= PAGE EXCERPT =
################

Latest revision as of 17:19, 10 March 2023



Release:

4.6  •  5.0  •  5.1  •  5.2  •  5.3  •  5.4  •  6.0  •  6.1  •  6.2  •  6.3  •  6.4  •  6.5


MdTable(t, rows, cols,vars, type, defaultValue, valueColumn)

MdTable converts a 2D relational table, «t», indexed by «rows» and «cols», into an N-dimensional array result. It is analogous to PivotTable in Excel. It is the inverse of MdArrayToTable().

Suppose «cols» has N elements. In the standard case, the first N-1 elements contain the identifier of an index (or a Handle to an index), and the last column contains a numerical value (a "measure" in database terminology). It returns an array with N-1 dimensions, corresponding to the N-1 indexes. Each cell contains the sum (or other «type») over the numerical values for all rows of «t» whose values match the index values in first N-1 «cols». If the index values of a cell in the result array match no row in «t», the result cell contains «defaultValue» (default NULL).

MdTable coordinate columns.png
Mpg ▶
Car_type ▼ 26 30 35
VW 2185 1705 Null
Honda 2330 Null 2210
BMW Null 2955 2835
A relational table on the left is the input to MdTable. The array on the right is the result.


If the values in the first N-1 «cols» are identifiers of or handles to the desired indexes, you can specify the list of identifers or handles to indexes in the optional parameters «vars». You may want to create indexes for some or all of them. You can use the Unique function to define each index as the unique set of values from the corresponding column. Or, you can let MdTable automatically create Local Indexes for any or all of these columns by specifying a textual name for the new index that starts with a dot (for example, '.I'). The dot prefix avoids possibly identifier collisions with existing or future global objects. The local index is set to the sorted unique values that appear in the corresponding column. Yet another option is to allow MdTable to define a global index for you corresponding to a given column. To do this, create the global index and set its definition to ComputedBy(X}, where X is the name of the variable containing the call to MdTable. If the call to MdTable is within a User-Defined Function, then X would be the variable that calls the UDF. When using this configuration, the «cols» element cannot be a Handle to the index (which introduces a disallowed dependency loop). When evaluated, MdTable will set the global index's IndexValue to the sorted unique values that occur in the corresponding column.

################

= RECORD SET =
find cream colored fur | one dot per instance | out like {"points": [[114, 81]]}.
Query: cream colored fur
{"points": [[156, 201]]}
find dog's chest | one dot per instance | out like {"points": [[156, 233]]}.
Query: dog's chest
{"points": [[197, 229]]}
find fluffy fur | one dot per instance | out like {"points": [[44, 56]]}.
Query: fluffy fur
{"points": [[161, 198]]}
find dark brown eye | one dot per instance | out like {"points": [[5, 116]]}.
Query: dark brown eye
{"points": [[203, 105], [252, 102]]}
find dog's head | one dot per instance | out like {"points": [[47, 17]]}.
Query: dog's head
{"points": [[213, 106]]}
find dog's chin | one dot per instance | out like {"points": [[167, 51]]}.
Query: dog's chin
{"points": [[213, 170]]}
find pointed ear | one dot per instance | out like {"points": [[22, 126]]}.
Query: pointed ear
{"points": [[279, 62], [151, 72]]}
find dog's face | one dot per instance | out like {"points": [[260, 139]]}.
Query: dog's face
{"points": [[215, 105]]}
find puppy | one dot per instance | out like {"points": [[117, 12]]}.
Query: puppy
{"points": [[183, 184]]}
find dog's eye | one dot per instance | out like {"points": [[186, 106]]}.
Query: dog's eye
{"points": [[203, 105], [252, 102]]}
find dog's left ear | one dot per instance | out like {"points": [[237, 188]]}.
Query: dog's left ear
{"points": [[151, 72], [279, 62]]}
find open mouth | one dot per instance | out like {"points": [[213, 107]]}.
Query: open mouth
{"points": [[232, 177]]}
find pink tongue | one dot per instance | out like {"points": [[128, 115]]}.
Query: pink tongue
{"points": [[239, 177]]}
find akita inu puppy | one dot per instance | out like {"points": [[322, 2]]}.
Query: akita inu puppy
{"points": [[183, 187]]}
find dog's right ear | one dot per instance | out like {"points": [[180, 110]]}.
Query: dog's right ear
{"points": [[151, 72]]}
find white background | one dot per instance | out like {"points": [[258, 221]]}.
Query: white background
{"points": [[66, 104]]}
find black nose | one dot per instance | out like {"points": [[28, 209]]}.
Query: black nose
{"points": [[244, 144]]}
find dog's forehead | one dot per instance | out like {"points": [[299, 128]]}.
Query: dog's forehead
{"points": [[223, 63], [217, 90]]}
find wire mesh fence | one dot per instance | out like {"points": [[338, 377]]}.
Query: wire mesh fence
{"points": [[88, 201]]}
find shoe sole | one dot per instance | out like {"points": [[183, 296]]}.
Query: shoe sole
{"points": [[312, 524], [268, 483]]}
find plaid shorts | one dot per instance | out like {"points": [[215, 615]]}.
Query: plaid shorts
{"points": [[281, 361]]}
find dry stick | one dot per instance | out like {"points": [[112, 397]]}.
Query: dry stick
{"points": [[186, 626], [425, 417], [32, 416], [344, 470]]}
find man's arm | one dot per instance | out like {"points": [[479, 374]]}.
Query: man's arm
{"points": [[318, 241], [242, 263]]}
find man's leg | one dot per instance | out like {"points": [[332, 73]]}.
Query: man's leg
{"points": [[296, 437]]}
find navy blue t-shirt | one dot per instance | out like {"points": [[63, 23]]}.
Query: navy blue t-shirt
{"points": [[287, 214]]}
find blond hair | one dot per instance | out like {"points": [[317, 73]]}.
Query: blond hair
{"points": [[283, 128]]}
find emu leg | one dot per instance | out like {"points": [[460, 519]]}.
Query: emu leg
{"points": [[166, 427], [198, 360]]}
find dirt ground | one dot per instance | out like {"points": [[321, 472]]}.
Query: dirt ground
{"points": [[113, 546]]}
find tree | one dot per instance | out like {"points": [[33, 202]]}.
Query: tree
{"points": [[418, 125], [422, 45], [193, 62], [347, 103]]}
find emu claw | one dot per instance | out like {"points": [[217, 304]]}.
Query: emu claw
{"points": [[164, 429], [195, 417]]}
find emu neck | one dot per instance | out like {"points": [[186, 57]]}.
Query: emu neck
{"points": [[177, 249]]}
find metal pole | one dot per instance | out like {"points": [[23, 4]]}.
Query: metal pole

################

= PROBLEMS AND TASKS =
(1) In the MdTable page excerpt, which Excel feature is MdTable said to be analogous to?
(2) Extract from the MdTable page excerpt, word for word, the part that opens with the words containing "MdTable converts a" and closes with "inverse of MdArrayToTable().".

= RESULTS OF THE EXERCISE =
(1) PivotTable

(2)
MdTable converts a 2D relational table, «t», indexed by «rows» and «cols», into an N-dimensional array result. It is analogous to PivotTable in Excel. It is the inverse of MdArrayToTable().